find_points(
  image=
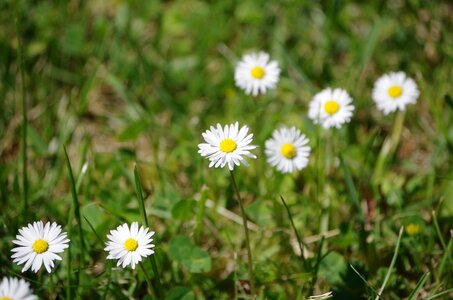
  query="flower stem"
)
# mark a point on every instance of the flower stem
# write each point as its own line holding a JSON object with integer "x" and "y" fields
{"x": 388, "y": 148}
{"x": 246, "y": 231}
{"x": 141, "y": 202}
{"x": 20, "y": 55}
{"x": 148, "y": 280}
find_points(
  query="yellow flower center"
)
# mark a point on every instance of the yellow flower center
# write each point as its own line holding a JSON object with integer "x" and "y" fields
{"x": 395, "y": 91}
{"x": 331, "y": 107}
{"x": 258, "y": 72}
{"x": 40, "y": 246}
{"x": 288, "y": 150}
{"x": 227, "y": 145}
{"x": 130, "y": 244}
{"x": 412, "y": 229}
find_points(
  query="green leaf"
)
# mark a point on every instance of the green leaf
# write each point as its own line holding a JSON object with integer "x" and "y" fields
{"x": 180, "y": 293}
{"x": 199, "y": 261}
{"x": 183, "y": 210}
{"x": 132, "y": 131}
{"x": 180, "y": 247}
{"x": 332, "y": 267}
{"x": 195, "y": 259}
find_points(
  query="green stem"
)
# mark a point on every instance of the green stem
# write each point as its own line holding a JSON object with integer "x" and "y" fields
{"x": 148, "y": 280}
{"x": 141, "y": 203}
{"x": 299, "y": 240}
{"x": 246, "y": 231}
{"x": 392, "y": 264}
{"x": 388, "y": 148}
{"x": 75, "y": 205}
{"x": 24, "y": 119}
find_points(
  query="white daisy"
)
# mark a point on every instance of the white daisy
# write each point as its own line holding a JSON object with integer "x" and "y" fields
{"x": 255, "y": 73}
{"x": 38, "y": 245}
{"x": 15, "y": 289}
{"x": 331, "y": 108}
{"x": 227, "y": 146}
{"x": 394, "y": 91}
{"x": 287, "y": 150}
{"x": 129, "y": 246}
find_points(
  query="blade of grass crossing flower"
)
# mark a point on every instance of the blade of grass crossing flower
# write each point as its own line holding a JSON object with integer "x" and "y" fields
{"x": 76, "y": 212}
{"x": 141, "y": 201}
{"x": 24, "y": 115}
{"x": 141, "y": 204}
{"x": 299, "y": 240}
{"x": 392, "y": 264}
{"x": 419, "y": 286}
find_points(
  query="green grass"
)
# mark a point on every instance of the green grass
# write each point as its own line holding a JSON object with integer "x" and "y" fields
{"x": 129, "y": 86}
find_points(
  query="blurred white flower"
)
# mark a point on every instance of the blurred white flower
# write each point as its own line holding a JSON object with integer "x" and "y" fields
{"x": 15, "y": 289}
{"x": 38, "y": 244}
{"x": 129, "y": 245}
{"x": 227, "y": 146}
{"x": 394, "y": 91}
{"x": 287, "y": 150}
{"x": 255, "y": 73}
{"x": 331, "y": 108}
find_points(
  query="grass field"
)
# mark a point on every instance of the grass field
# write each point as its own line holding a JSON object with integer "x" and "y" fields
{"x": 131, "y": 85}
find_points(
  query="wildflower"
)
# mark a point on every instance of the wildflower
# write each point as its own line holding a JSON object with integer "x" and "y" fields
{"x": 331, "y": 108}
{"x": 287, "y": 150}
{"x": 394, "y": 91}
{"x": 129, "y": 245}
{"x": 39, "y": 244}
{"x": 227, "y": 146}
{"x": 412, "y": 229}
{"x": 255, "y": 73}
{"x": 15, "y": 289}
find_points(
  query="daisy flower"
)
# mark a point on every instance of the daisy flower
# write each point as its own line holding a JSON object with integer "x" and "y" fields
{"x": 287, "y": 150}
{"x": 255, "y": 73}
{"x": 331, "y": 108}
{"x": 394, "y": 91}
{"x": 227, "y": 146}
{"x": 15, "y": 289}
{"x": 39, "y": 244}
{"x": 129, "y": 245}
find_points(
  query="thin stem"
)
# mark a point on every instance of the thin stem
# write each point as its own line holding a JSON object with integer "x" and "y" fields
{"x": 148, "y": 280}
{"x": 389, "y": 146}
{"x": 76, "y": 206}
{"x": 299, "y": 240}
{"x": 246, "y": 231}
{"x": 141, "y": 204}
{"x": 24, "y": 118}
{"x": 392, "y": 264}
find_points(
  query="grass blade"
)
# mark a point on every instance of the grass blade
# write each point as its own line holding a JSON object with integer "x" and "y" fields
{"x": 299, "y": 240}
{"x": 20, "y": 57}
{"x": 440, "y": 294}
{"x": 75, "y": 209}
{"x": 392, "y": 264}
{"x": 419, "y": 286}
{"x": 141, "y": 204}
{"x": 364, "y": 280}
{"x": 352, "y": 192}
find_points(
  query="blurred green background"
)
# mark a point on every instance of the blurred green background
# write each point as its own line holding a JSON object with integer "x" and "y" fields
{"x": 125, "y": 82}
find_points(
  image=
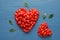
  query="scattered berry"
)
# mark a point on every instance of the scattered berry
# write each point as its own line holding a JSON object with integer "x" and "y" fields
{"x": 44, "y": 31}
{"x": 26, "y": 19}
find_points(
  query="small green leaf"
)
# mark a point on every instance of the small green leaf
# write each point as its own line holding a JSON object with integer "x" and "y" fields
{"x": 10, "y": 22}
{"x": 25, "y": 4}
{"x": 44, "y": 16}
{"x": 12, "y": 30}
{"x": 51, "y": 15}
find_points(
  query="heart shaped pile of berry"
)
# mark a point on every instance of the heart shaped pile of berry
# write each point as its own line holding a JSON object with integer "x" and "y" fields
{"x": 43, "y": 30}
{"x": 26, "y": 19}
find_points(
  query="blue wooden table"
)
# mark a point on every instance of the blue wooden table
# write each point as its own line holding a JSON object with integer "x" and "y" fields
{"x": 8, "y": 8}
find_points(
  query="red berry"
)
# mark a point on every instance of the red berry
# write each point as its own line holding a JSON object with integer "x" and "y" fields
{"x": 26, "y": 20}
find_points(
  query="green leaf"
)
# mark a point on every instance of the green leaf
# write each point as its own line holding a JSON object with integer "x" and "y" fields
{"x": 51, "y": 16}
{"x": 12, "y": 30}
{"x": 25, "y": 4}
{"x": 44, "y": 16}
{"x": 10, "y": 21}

***

WHAT THE TASK ASKS — Leave the pictures out and copy the rest of the data exactly.

EXERCISE RESPONSE —
find_points(
  image=
  query="flower stem"
)
# mark a point on every instance of the flower stem
# write each point as its own line holding a JSON object with integer "x" and "y" fields
{"x": 388, "y": 148}
{"x": 246, "y": 231}
{"x": 141, "y": 202}
{"x": 20, "y": 55}
{"x": 148, "y": 280}
find_points(
  query="yellow flower center"
)
# mark a point on every instance of the yellow flower center
# write each point as its own line holding a JSON object with integer "x" and "y" fields
{"x": 395, "y": 91}
{"x": 331, "y": 107}
{"x": 258, "y": 72}
{"x": 40, "y": 246}
{"x": 288, "y": 150}
{"x": 227, "y": 145}
{"x": 130, "y": 244}
{"x": 412, "y": 229}
find_points(
  query="green leaf"
)
# mark a point on every instance of the green leaf
# write each point as its own line holding a JSON object with integer "x" and "y" fields
{"x": 180, "y": 293}
{"x": 199, "y": 261}
{"x": 183, "y": 210}
{"x": 132, "y": 131}
{"x": 180, "y": 247}
{"x": 332, "y": 267}
{"x": 195, "y": 259}
find_points(
  query="green stem"
)
# mark a point on every instance of the green stem
# write each point as its own line holding a JSON object with integer "x" and "y" fields
{"x": 148, "y": 280}
{"x": 141, "y": 203}
{"x": 299, "y": 240}
{"x": 246, "y": 231}
{"x": 392, "y": 264}
{"x": 388, "y": 148}
{"x": 75, "y": 205}
{"x": 24, "y": 119}
find_points(
  query="white daisy"
)
# mark a point on every instance of the white daisy
# write each point as its own line holding a JSON object with integer "x" and "y" fields
{"x": 255, "y": 73}
{"x": 38, "y": 245}
{"x": 15, "y": 289}
{"x": 331, "y": 108}
{"x": 227, "y": 146}
{"x": 394, "y": 91}
{"x": 287, "y": 150}
{"x": 129, "y": 246}
find_points(
  query="blade of grass crossing flower"
)
# mark a point on every instance of the blade of grass crossing flower
# write each point as its own line holding a JSON object with integer "x" and "y" fields
{"x": 76, "y": 212}
{"x": 141, "y": 201}
{"x": 24, "y": 115}
{"x": 141, "y": 204}
{"x": 299, "y": 240}
{"x": 392, "y": 264}
{"x": 419, "y": 286}
find_points(
  query="green grass"
)
# mark a point on every instance of the green grass
# write each point as its own line holding a JSON object with integer "x" and "y" fields
{"x": 129, "y": 86}
find_points(
  query="blurred white flower"
)
# mark a point on every instance of the blurred white flower
# write each point as its own line holding a JSON object with integer "x" and "y" fields
{"x": 15, "y": 289}
{"x": 38, "y": 244}
{"x": 129, "y": 245}
{"x": 227, "y": 146}
{"x": 394, "y": 91}
{"x": 287, "y": 150}
{"x": 255, "y": 73}
{"x": 331, "y": 108}
find_points(
  query="grass field"
)
# mark a point on every instance of the grass field
# write each point as its own line holding a JSON object with integer "x" and "y" fields
{"x": 131, "y": 85}
find_points(
  query="wildflower"
)
# mark a point on every instance of the wildflower
# write each point as its own line holding a JSON object with integer "x" and "y" fields
{"x": 331, "y": 108}
{"x": 287, "y": 150}
{"x": 394, "y": 91}
{"x": 129, "y": 245}
{"x": 39, "y": 244}
{"x": 227, "y": 146}
{"x": 412, "y": 229}
{"x": 255, "y": 73}
{"x": 15, "y": 289}
find_points(
  query="daisy flower"
)
# mark a point on every instance of the daisy flower
# write each point as its own line holding a JSON object with integer "x" and "y" fields
{"x": 287, "y": 150}
{"x": 255, "y": 73}
{"x": 331, "y": 108}
{"x": 394, "y": 91}
{"x": 227, "y": 146}
{"x": 15, "y": 289}
{"x": 39, "y": 244}
{"x": 129, "y": 245}
find_points(
  query="thin stem"
)
# mark a point on every instance of the thin stem
# write each point as its own line holding a JSON object with integer "x" and "y" fields
{"x": 148, "y": 280}
{"x": 389, "y": 146}
{"x": 76, "y": 206}
{"x": 299, "y": 240}
{"x": 246, "y": 231}
{"x": 141, "y": 204}
{"x": 24, "y": 118}
{"x": 392, "y": 264}
find_points(
  query="grass blade"
)
# mark a point on every instance of the grass blade
# write each point as its own line holding a JSON object with integer "x" and "y" fields
{"x": 299, "y": 240}
{"x": 20, "y": 57}
{"x": 440, "y": 294}
{"x": 75, "y": 209}
{"x": 392, "y": 264}
{"x": 419, "y": 286}
{"x": 141, "y": 204}
{"x": 364, "y": 280}
{"x": 352, "y": 192}
find_points(
  query="blurred green background"
)
# mark a point on every instance of the blurred green background
# write each point as its own line holding a JSON object with integer "x" and "y" fields
{"x": 125, "y": 82}
find_points(
  image=
  query="scattered berry"
)
# mark a point on every instance of the scattered berry
# write each point as its own line holding a JSON object with integer "x" and "y" fields
{"x": 44, "y": 31}
{"x": 26, "y": 19}
find_points(
  query="small green leaf"
)
# mark a point on every instance of the small green leaf
# write each point as its own line holding a JSON object with integer "x" and "y" fields
{"x": 10, "y": 22}
{"x": 25, "y": 4}
{"x": 44, "y": 16}
{"x": 12, "y": 30}
{"x": 51, "y": 15}
find_points(
  query="heart shaped pile of berry"
)
# mark a point on every instance of the heart shaped pile of berry
# write each point as its own line holding a JSON object with integer "x" and "y" fields
{"x": 43, "y": 30}
{"x": 26, "y": 19}
find_points(
  query="blue wooden table"
)
# mark a point on every instance of the blue wooden table
# write each point as its own line holding a JSON object with integer "x" and "y" fields
{"x": 8, "y": 8}
find_points(
  query="red berry"
)
# mark a point on every instance of the red berry
# write each point as its own line holding a JSON object with integer "x" and "y" fields
{"x": 26, "y": 20}
find_points(
  query="green leaf"
)
# mark a point on every instance of the green leaf
# write each point as its own line holding a JSON object with integer "x" and "y" fields
{"x": 51, "y": 16}
{"x": 12, "y": 30}
{"x": 25, "y": 4}
{"x": 44, "y": 16}
{"x": 10, "y": 21}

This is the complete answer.